**TASK:** Will you restate verbatim the lines running from the line with "of the brick" to the end of the data, leaving out everything else?

**Object pointing dataset rows:**
* * * * * * *

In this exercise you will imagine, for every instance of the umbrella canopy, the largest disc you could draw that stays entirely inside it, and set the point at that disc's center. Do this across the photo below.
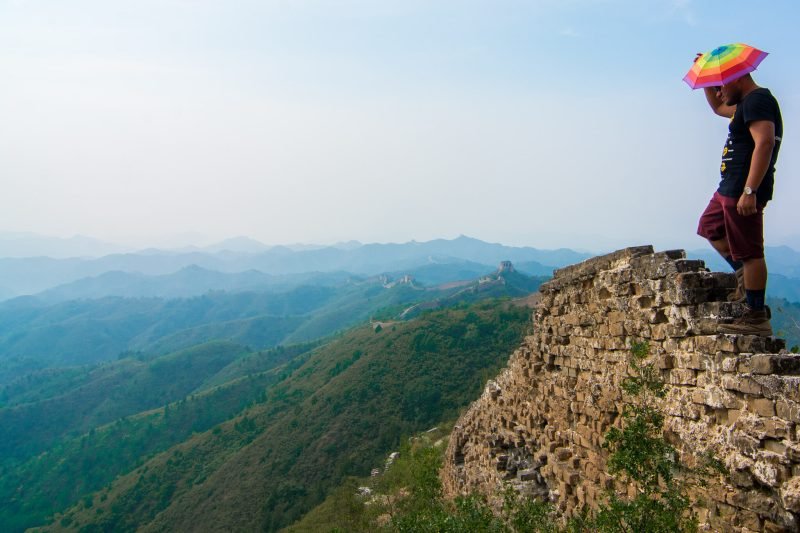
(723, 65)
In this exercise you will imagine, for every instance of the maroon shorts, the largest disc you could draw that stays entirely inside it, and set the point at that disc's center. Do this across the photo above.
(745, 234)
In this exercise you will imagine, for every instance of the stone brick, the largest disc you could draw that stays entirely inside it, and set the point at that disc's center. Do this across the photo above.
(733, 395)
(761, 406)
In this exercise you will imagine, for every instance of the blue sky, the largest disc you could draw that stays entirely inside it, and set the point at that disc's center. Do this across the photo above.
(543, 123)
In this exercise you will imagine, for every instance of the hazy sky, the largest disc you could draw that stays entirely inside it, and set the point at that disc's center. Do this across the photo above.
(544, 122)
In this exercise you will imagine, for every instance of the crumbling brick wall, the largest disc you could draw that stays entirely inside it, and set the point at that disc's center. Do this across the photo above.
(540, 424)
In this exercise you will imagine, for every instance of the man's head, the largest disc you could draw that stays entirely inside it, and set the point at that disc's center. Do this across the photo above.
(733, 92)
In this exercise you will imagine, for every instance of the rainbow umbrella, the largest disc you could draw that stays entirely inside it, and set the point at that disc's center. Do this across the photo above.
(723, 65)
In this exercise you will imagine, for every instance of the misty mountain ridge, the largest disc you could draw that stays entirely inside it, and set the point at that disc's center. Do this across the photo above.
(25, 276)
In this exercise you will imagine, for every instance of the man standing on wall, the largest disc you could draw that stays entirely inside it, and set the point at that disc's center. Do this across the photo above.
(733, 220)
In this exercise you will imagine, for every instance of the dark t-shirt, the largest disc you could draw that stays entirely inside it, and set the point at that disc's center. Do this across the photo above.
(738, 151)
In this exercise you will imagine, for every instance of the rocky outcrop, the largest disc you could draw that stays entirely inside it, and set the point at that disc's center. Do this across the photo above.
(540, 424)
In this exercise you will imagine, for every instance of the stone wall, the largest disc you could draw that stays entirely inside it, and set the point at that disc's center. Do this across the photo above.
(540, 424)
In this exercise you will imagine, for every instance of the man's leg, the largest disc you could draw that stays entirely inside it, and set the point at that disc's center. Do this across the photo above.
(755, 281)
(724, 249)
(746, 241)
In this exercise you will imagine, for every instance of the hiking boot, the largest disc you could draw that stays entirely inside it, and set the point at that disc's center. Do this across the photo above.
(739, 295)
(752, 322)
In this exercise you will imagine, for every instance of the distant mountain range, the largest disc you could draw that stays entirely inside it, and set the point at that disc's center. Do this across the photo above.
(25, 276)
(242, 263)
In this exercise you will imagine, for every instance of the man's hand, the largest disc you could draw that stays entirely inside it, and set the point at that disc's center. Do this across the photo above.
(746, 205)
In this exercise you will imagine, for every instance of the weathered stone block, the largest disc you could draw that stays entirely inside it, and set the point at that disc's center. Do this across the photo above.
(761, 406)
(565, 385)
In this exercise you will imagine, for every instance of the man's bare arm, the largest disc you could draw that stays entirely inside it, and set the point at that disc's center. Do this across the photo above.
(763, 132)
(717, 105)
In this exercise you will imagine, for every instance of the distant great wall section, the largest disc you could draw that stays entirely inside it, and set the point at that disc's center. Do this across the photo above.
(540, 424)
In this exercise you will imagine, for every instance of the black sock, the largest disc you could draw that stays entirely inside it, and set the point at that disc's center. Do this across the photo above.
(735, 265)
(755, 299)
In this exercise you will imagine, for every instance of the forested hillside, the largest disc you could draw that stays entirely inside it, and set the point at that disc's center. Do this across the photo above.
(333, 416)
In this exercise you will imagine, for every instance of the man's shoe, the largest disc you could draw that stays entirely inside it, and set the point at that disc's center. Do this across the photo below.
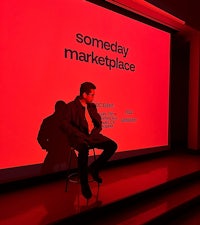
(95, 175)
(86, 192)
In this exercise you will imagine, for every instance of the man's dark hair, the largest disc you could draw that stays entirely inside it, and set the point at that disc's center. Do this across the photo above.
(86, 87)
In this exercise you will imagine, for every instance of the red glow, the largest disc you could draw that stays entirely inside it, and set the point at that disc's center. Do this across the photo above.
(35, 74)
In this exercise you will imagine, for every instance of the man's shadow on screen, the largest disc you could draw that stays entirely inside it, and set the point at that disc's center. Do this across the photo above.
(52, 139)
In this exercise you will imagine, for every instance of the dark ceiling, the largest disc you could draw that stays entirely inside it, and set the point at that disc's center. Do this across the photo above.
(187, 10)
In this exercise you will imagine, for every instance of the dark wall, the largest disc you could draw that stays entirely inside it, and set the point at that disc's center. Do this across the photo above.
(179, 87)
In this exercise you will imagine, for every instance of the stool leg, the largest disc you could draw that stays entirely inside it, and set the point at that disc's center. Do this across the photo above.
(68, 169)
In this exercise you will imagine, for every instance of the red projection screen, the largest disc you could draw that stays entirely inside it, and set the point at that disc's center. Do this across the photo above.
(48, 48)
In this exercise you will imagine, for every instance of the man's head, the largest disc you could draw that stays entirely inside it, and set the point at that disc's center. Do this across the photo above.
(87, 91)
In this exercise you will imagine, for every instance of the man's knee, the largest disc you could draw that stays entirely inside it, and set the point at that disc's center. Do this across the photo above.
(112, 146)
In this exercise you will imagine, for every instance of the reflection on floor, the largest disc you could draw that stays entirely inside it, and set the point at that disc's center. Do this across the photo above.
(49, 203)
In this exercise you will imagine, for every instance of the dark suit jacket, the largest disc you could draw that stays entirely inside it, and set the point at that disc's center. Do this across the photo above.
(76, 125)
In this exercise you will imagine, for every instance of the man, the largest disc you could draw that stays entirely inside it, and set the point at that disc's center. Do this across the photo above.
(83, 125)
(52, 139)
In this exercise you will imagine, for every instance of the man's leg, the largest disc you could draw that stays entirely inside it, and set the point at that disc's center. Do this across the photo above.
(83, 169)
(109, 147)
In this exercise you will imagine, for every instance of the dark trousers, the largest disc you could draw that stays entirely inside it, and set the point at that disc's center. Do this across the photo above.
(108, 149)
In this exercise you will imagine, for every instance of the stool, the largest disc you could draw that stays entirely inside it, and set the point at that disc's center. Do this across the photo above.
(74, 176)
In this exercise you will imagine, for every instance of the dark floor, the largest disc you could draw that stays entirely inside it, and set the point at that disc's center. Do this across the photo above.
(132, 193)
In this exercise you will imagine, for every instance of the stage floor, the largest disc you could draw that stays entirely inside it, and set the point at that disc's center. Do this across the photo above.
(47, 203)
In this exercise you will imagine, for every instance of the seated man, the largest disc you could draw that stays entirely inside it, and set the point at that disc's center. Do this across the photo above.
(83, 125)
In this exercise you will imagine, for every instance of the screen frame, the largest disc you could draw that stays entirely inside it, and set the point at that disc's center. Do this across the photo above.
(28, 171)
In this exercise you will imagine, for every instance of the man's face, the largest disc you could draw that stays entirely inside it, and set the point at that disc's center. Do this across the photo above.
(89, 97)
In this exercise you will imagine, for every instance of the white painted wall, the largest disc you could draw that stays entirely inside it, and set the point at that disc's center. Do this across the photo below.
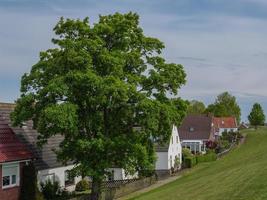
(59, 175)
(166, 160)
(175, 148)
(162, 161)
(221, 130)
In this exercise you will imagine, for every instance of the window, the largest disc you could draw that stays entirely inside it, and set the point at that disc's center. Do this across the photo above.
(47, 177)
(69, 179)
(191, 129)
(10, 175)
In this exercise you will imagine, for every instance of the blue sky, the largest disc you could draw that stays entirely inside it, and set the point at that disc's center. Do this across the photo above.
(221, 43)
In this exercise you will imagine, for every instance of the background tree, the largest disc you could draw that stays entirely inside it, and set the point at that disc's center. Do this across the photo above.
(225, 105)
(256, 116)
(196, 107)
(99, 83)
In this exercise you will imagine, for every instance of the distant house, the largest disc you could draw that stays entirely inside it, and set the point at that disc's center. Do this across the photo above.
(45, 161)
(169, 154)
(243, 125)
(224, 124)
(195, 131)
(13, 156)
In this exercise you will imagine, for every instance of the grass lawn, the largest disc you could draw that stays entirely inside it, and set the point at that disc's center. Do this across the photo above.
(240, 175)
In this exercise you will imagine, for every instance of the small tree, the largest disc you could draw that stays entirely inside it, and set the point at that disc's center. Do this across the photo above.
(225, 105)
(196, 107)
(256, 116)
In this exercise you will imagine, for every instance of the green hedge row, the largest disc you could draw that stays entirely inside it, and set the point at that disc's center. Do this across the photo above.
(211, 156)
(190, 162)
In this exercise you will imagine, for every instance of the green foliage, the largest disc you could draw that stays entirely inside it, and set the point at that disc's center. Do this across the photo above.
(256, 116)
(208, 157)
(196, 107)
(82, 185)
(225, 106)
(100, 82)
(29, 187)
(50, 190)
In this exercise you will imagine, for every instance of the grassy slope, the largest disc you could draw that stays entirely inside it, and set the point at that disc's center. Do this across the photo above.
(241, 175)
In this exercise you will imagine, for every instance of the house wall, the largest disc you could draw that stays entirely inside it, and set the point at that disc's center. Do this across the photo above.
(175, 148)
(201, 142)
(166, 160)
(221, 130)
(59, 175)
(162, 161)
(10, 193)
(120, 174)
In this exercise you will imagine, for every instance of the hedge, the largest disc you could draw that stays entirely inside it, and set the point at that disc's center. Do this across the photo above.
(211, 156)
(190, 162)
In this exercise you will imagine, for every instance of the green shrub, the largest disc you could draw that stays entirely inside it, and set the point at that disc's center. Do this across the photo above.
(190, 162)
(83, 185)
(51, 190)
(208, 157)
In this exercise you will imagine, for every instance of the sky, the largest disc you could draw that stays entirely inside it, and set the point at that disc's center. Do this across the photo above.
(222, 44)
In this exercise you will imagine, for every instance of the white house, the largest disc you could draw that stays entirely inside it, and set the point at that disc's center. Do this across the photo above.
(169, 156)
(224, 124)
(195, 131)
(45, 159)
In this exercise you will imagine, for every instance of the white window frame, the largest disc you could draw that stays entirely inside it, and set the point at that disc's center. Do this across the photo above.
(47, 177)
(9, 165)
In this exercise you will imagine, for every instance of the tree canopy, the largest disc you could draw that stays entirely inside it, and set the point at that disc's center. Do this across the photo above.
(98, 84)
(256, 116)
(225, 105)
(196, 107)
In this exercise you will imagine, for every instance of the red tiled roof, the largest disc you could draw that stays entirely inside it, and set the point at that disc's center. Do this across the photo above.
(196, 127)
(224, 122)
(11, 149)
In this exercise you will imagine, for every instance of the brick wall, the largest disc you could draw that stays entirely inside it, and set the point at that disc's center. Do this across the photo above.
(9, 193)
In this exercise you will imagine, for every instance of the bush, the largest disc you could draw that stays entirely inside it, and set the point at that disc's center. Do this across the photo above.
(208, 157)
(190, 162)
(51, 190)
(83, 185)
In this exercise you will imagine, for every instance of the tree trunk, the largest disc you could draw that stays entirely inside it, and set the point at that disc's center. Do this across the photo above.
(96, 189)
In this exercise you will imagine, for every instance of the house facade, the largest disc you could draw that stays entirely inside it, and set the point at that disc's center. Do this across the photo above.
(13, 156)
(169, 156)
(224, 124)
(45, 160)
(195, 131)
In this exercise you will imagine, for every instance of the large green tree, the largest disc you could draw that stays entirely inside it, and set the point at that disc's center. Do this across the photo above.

* * * * * * *

**THE RESULT:**
In this exercise you will imagine, for every instance of the brick wall, the largest disc you could draw that stays entirely inside it, and set the point at that disc's center. Do this across the photo above.
(9, 193)
In this exercise you will imagine, for every instance of the bush, the largest disc you could draw that stays entirely inside it, and set the point at that disc's center. Do this across the photo above.
(208, 157)
(190, 162)
(51, 190)
(83, 185)
In this exercise you will imagine, for every instance of the tree trunk, the largest disc you could draw that stays entirely inside it, and set the point at that disc's center. Do this across the photo above.
(96, 189)
In this exercise you will imagine, for every instance of the house facade, the largest disc you could draw that stays entirely inside it, and set the point at that disc's center. Do this across the photo above.
(13, 156)
(169, 156)
(224, 124)
(45, 160)
(195, 131)
In this exercise you will imagine, for every instance of the large green tree, the largest disc you could draw that stays entirely inside it, and set the point at that disc's center. Do this across the photo above.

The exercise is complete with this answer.